## SOURCE EXCERPT

──────────────────────────────

On 1/15/24 08:55, Adhemerval Zanella Netto wrote:
> 
> 
> On 15/01/24 09:46, Szabolcs Nagy wrote:
>> The 01/13/2024 13:49, Florian Weimer wrote:
>>> This commit
>>>
>>> commit 8abddb187b33480d8827f44ec655f45734a1749d
>>> Author: Andrew Burgess <andrew.burgess@embecosm.com>
>>> Date:   Sat Aug 5 14:31:06 2023 +0200
>>>
>>>     libgcc: support heap-based trampolines
>>>     
>>>     Add support for heap-based trampolines on x86_64-linux, aarch64-linux,
>>>     and x86_64-darwin. Implement the __builtin_nested_func_ptr_created and
>>>     __builtin_nested_func_ptr_deleted functions for these targets.
>>>     
>>>     Co-Authored-By: Maxim Blinov <maxim.blinov@embecosm.com>
>>>     Co-Authored-By: Iain Sandoe <iain@sandoe.co.uk>
>>>     Co-Authored-By: Francois-Xavier Coudert <fxcoudert@gcc.gnu.org>
>>>
>>> added TLS usage to libgcc_s.so.1.  The way that libgcc_s is currently
>>> built, it ends up using a dynamic TLS variant on the Linux targets.
>>> This means that there is no up-front TLS allocation with glibc (but
>>> there would be one with musl).
>>>
>>> There is still a compatibility impact because glibc assigns a TLS module
>>> ID upfront.  This seems to be what causes the
>>> ust/libc-wrapper/test_libc-wrapper test in lttng-tools to fail.  We end
>>> up with an infinite regress during process termination because
>>> libgcc_s.so.1 has been loaded, resulting in a DTV update.  When this
>>> happens, the bottom of the stack looks like this:
>>>
>>> #4447 0x00007ffff7f288f0 in free () from /lib64/liblttng-ust-libc-wrapper.so.1
>>> #4448 0x00007ffff7fdb142 in free (ptr=<optimized out>)

──────────────────────────────

## LISTING
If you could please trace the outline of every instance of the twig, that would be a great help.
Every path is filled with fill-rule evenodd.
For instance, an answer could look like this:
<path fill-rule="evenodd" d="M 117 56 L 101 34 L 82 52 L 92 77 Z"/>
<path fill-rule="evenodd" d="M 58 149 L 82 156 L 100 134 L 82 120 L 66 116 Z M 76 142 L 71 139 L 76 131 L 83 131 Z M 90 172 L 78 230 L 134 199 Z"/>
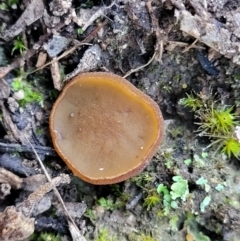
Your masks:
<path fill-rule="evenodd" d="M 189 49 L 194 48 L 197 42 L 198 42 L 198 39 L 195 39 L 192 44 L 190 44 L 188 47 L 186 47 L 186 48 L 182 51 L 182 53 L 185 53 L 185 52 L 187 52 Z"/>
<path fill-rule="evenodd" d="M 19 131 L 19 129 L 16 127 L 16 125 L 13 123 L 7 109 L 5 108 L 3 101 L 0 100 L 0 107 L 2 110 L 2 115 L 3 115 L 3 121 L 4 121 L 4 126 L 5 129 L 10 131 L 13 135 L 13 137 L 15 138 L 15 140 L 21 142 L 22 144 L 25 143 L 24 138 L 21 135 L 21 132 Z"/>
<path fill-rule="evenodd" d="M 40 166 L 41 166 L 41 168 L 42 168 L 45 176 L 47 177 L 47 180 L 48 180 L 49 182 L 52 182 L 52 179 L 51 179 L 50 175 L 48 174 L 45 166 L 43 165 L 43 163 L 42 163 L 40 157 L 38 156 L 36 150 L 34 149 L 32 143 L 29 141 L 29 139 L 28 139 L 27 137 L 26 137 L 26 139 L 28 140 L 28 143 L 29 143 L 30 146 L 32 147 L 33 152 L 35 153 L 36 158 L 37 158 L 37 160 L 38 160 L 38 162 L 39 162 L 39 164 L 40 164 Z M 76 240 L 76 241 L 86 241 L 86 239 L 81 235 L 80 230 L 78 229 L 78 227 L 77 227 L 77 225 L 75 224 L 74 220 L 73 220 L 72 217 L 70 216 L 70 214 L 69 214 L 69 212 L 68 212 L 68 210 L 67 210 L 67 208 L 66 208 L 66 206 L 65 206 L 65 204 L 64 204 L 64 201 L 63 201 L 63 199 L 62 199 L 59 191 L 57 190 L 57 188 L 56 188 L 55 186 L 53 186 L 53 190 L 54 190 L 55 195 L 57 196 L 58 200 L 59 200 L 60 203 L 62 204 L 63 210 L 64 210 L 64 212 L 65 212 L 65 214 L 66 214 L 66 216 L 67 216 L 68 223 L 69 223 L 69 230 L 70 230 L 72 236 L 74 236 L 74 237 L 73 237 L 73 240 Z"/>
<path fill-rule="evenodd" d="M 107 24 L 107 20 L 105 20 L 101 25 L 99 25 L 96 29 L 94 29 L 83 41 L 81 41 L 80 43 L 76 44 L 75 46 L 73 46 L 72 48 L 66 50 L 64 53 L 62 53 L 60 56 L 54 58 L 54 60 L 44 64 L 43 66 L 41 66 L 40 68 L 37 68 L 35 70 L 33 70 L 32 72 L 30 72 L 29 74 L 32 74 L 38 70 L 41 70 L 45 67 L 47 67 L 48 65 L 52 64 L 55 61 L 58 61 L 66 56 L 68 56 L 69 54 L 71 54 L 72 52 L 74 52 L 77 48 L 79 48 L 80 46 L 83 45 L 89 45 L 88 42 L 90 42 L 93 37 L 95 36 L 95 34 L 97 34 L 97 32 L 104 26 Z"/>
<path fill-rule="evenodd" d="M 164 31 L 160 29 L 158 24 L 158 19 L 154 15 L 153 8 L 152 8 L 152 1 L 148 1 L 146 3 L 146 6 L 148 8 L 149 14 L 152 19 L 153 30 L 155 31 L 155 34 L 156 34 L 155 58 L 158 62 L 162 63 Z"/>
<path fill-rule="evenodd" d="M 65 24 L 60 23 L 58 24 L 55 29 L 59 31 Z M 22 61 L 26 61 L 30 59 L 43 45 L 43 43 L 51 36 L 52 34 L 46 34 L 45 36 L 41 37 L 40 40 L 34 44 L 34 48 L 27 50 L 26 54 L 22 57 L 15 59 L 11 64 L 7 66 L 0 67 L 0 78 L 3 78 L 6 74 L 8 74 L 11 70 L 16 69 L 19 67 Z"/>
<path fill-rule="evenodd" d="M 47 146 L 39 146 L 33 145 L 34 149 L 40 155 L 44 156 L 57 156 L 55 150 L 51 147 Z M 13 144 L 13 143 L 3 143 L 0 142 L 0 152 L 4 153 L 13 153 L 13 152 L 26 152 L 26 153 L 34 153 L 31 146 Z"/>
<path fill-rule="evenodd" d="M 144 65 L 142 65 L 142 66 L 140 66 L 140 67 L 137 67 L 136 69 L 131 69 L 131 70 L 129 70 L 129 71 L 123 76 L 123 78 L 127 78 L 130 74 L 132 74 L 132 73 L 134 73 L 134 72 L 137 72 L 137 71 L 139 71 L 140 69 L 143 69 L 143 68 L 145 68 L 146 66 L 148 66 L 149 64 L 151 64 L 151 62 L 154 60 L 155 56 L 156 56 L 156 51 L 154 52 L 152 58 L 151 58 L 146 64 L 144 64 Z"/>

──────────────────────────────

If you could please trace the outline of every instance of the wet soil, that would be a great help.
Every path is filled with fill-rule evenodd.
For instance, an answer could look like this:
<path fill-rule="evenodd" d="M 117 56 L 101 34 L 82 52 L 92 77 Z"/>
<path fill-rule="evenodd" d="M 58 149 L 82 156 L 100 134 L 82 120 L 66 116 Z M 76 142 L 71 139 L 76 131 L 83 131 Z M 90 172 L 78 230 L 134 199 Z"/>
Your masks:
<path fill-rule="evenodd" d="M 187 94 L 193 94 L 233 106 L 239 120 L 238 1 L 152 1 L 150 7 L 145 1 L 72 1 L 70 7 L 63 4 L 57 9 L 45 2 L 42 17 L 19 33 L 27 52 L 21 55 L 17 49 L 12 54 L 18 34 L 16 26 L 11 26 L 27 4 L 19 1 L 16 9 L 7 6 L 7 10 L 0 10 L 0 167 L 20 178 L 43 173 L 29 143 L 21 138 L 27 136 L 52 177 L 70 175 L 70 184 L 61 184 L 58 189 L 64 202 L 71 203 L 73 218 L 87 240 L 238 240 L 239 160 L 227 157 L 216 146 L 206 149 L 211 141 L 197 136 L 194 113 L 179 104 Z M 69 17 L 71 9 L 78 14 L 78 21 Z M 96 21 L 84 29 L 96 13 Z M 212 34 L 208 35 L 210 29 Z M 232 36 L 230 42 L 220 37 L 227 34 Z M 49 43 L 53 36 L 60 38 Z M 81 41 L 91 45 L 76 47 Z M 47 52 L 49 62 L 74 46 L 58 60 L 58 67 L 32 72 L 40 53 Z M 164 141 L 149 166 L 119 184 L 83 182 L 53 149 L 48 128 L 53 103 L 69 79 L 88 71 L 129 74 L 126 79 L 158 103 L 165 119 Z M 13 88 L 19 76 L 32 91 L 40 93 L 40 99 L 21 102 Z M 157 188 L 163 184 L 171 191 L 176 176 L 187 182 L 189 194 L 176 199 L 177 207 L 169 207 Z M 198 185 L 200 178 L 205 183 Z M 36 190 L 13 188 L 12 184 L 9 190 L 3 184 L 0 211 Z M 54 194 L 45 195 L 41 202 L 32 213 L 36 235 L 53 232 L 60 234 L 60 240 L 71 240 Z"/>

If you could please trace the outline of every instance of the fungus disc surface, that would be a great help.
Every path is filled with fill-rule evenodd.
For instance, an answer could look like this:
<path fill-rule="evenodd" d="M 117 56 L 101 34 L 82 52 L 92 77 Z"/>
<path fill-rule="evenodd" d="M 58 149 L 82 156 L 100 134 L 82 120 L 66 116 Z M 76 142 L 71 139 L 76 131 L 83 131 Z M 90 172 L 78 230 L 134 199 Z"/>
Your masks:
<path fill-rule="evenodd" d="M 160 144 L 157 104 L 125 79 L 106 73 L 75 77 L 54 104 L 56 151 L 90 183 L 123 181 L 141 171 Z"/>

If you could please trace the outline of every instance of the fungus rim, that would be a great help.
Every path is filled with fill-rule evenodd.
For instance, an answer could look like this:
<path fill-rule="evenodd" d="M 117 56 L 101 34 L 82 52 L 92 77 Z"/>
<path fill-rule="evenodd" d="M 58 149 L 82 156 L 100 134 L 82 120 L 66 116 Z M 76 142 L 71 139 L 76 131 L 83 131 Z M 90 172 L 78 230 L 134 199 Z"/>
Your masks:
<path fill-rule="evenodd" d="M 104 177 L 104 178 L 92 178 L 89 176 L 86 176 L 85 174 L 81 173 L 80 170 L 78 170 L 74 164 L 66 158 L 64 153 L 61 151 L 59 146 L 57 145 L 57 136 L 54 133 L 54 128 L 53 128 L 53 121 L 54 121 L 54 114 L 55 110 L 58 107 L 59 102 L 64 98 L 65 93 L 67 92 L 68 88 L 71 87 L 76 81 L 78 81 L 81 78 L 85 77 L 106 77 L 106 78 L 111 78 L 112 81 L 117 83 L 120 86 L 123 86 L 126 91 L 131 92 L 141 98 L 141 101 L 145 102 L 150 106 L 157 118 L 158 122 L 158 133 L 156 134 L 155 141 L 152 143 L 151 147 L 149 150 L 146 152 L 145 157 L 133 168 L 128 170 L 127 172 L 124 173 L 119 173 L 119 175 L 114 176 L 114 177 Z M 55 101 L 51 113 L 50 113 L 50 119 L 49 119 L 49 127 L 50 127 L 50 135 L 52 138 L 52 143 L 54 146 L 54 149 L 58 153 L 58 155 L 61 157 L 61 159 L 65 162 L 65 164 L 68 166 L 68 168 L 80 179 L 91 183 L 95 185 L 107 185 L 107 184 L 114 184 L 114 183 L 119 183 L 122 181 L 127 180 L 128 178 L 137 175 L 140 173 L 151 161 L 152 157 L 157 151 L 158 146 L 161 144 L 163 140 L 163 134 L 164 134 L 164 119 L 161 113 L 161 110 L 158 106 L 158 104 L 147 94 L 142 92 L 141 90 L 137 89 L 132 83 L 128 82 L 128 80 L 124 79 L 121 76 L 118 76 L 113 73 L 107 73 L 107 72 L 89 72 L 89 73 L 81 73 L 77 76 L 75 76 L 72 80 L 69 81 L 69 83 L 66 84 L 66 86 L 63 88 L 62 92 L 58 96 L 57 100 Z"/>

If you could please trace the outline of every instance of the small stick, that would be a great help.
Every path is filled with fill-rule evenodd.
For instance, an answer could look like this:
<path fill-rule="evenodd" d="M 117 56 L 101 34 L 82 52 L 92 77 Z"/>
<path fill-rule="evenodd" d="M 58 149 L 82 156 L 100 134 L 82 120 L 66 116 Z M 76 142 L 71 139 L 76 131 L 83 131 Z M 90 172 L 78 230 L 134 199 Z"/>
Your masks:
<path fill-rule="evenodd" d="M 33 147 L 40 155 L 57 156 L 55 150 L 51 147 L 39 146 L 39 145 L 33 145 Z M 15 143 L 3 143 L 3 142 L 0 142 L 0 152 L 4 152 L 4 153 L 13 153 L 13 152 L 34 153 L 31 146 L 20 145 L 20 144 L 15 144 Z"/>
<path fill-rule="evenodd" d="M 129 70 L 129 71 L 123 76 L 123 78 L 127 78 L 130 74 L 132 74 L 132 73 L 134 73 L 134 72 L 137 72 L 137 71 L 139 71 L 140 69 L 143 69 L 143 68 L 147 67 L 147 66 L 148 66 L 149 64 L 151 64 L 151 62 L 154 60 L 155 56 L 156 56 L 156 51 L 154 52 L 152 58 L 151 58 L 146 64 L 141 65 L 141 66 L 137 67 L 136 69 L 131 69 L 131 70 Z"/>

──────────────────────────────

## DIRECTIVE
Please list every target on which the quoted libgcc commit adds support for heap-based trampolines, according to the mailing-list excerpt.

## ANSWER
x86_64-linux, aarch64-linux, x86_64-darwin